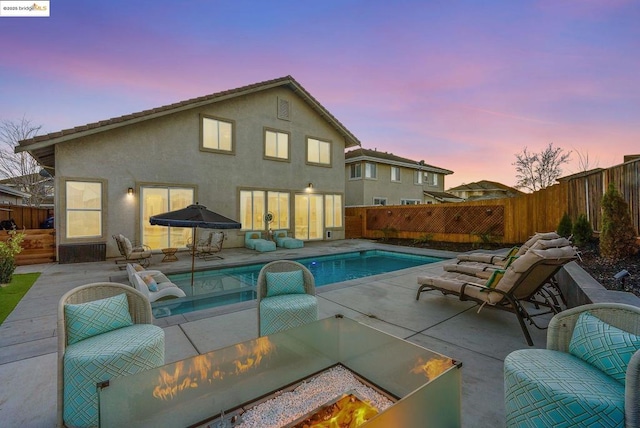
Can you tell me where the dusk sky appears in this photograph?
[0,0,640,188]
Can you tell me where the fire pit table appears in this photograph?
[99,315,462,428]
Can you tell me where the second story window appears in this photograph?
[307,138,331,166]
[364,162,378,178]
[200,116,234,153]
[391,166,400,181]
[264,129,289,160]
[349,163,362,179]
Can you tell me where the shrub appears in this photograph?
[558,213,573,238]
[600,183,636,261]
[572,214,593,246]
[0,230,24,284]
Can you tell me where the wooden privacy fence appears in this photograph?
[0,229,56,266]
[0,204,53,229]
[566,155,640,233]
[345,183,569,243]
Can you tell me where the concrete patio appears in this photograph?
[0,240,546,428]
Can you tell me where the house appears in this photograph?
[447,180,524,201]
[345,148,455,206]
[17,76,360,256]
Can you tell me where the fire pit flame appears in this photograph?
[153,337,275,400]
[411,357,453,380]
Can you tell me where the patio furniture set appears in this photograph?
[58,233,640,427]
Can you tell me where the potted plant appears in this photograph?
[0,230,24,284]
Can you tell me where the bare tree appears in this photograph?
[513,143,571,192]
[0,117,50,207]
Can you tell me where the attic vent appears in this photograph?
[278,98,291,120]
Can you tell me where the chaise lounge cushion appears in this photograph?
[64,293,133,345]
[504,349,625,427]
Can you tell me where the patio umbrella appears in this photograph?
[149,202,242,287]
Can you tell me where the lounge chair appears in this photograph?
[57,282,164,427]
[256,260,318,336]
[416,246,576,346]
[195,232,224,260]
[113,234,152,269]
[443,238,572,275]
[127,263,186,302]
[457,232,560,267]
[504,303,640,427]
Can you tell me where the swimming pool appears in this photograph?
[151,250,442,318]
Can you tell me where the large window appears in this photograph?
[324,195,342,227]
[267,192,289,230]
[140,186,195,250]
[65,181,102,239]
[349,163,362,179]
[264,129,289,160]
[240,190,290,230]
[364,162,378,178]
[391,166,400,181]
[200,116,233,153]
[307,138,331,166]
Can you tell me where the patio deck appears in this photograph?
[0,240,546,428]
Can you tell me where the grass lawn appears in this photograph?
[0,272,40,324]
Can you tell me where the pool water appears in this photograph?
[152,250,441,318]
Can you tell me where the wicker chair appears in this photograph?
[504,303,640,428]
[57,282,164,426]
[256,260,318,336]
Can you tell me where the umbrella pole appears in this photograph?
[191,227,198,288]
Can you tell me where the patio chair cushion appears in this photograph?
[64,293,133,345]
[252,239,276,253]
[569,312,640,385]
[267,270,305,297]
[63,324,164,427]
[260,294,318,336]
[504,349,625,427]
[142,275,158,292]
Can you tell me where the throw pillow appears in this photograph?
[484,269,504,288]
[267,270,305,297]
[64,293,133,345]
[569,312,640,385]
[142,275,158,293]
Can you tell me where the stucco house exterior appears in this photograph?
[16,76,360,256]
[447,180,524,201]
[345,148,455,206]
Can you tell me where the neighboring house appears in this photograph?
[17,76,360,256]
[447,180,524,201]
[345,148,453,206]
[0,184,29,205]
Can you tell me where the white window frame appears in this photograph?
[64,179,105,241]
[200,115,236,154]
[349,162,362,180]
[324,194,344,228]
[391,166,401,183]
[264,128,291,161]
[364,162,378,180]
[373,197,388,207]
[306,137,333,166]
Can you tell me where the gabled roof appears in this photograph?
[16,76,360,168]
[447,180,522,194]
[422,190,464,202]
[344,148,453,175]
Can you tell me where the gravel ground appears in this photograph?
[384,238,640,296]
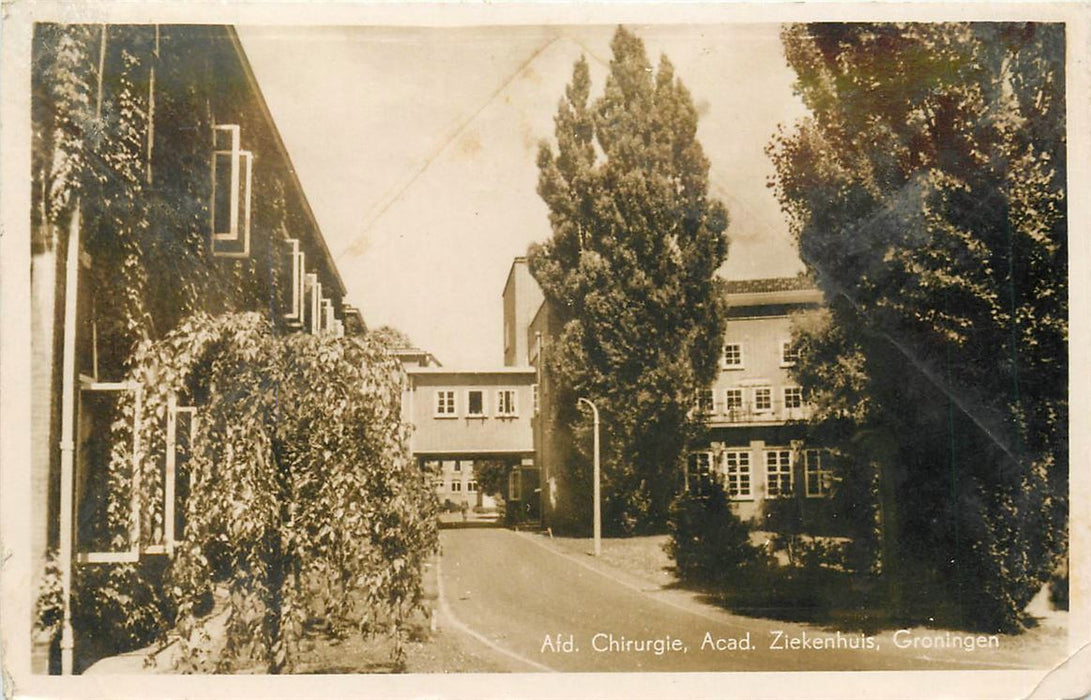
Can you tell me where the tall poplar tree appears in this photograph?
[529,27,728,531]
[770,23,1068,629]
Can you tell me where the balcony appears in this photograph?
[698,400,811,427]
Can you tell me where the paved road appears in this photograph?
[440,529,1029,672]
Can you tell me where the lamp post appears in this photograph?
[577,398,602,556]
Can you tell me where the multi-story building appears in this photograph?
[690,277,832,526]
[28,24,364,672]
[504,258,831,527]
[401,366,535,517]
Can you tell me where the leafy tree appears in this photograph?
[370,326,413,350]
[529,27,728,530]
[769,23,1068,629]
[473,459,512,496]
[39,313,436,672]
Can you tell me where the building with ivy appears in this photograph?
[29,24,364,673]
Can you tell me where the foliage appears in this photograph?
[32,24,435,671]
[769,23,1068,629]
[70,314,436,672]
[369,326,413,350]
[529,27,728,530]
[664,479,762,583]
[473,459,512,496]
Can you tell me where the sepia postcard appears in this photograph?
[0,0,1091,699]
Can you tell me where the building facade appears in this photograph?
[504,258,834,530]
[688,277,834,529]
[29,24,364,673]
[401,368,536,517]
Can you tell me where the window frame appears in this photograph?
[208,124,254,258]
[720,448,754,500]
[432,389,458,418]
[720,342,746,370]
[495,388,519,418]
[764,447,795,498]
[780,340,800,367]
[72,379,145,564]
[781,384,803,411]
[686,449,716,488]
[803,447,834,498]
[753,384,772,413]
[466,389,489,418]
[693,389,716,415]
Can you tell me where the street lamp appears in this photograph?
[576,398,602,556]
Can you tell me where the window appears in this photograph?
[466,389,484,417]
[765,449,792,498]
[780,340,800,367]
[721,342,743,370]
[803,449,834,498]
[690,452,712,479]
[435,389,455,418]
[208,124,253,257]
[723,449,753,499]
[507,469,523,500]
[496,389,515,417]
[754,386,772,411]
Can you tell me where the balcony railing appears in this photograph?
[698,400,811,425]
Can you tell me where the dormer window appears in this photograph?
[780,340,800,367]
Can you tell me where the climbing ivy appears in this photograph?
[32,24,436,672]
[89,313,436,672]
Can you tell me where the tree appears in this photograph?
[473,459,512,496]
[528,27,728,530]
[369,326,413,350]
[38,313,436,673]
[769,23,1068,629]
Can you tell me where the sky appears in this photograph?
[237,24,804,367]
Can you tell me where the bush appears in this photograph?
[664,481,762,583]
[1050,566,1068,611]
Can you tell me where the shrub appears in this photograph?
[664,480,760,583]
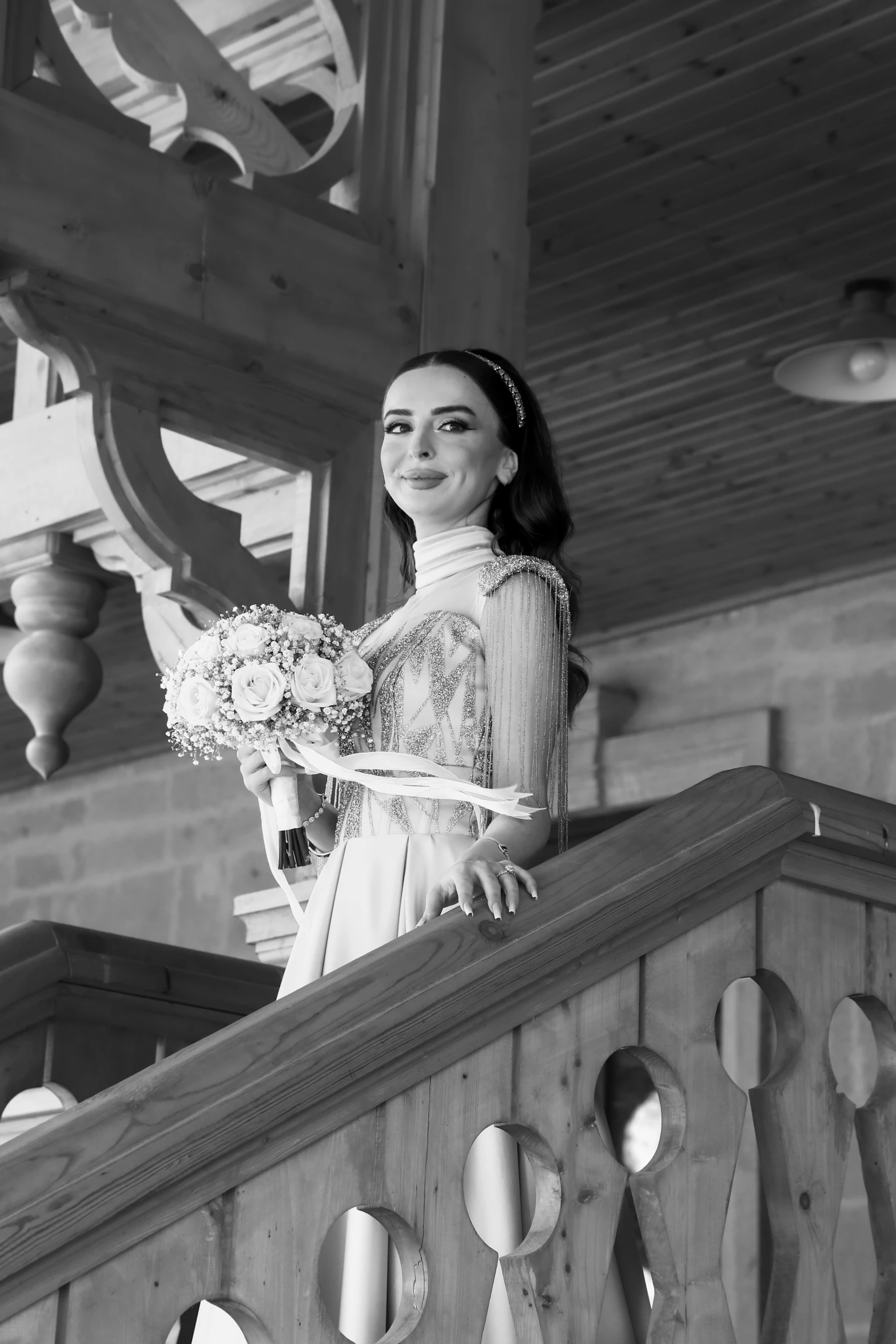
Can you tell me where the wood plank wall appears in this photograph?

══════════════════════════════

» **To do**
Copy every line from the one containing "Can you tell me where the patio umbrella" down to the one containing "[151,250,442,318]", both included. Keep each request as it is, and raise every bounding box coordinate by 3.

» **The solution**
Can you tell me where the patio umbrella appears in this photograph?
[152,205,245,290]
Can you tell me where the lounge chair appears in this photograph?
[60,285,167,430]
[259,263,321,339]
[419,249,579,349]
[198,235,227,263]
[116,237,155,272]
[446,241,575,278]
[130,266,189,305]
[460,235,563,270]
[507,306,643,430]
Can you tell me where the swimming pool appears in this photograph?
[154,253,445,321]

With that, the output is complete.